### [WHAT THE TASK ASKS]
Below, in the forum post on a quadratic with three distinct roots, find the passage starting with "On subtracting the" and going on through "being pairwise distinct.", and copy it out word for word.

### [SOURCE TEXT]
If indeed they are roots, we should have ##ax_1^2+bx_1+c= 0 = ax_2^2+bx_2+c= 0 = ax_3^2+bx_3+c= 0##.

On subtracting the first two, we obtain ##a(x_1^2-x_2^2)+b(x_1-x_2) = 0\Rightarrow (x_1-x_2) \left[a(x_1+x_2)+b\right]=0##. Since ##x_1 \neq x_2##, we must have ##\left[a(x_1+x_2)+b\right] \Rightarrow x_1+x_2 = -\tfrac{b}{a} \enclose{circle}{1}##(not a surprise). Taking the other equations pairwise, we are left with ##x_2+x_3 = -\tfrac{b}{a} \enclose{circle}{2}= x_3+x_1 = -\tfrac{b}{a} \enclose{circle}{3}##.

Taking ##\enclose{circle}{2} - \enclose{circle}{1} \rightarrow x_3-x_1 = 0\; \enclose{circle}{4} ##.

Thus we have ##x_1 = x_2 = x_3## using the other equations pairwise which violate them being pairwise distinct.

**I could not proceed further. How do we use this to show what is asked for, viz. ##a = b = c = 0##.**

### [DATA LINES]
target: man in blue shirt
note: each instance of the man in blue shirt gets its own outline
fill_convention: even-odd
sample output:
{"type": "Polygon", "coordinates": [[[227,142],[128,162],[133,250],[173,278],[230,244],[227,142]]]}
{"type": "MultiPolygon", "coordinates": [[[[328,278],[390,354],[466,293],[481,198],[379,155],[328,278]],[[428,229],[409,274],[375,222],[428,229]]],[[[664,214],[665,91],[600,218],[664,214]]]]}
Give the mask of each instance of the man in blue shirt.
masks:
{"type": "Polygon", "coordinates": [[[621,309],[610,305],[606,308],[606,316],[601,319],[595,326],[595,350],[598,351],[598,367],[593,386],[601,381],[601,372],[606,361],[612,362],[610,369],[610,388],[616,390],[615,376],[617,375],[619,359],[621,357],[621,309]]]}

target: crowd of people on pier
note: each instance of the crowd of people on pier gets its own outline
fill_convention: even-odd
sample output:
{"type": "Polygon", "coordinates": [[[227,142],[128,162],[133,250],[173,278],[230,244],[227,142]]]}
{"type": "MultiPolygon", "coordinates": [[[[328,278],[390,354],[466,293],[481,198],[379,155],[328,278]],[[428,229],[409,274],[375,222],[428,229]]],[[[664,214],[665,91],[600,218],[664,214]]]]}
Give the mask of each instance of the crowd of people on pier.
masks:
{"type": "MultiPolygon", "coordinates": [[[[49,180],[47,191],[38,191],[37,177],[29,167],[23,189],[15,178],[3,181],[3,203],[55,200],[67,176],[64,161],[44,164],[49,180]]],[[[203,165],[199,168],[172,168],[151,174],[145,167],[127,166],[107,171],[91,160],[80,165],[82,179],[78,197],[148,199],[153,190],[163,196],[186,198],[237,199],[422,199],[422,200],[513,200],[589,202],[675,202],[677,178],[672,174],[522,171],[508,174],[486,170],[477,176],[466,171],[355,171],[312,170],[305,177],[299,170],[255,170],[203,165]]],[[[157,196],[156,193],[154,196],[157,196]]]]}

### [TASK SOLUTION]
On subtracting the first two, we obtain ##a(x_1^2-x_2^2)+b(x_1-x_2) = 0\Rightarrow (x_1-x_2) \left[a(x_1+x_2)+b\right]=0##. Since ##x_1 \neq x_2##, we must have ##\left[a(x_1+x_2)+b\right] \Rightarrow x_1+x_2 = -\tfrac{b}{a} \enclose{circle}{1}##(not a surprise). Taking the other equations pairwise, we are left with ##x_2+x_3 = -\tfrac{b}{a} \enclose{circle}{2}= x_3+x_1 = -\tfrac{b}{a} \enclose{circle}{3}##.

Taking ##\enclose{circle}{2} - \enclose{circle}{1} \rightarrow x_3-x_1 = 0\; \enclose{circle}{4} ##.

Thus we have ##x_1 = x_2 = x_3## using the other equations pairwise which violate them being pairwise distinct.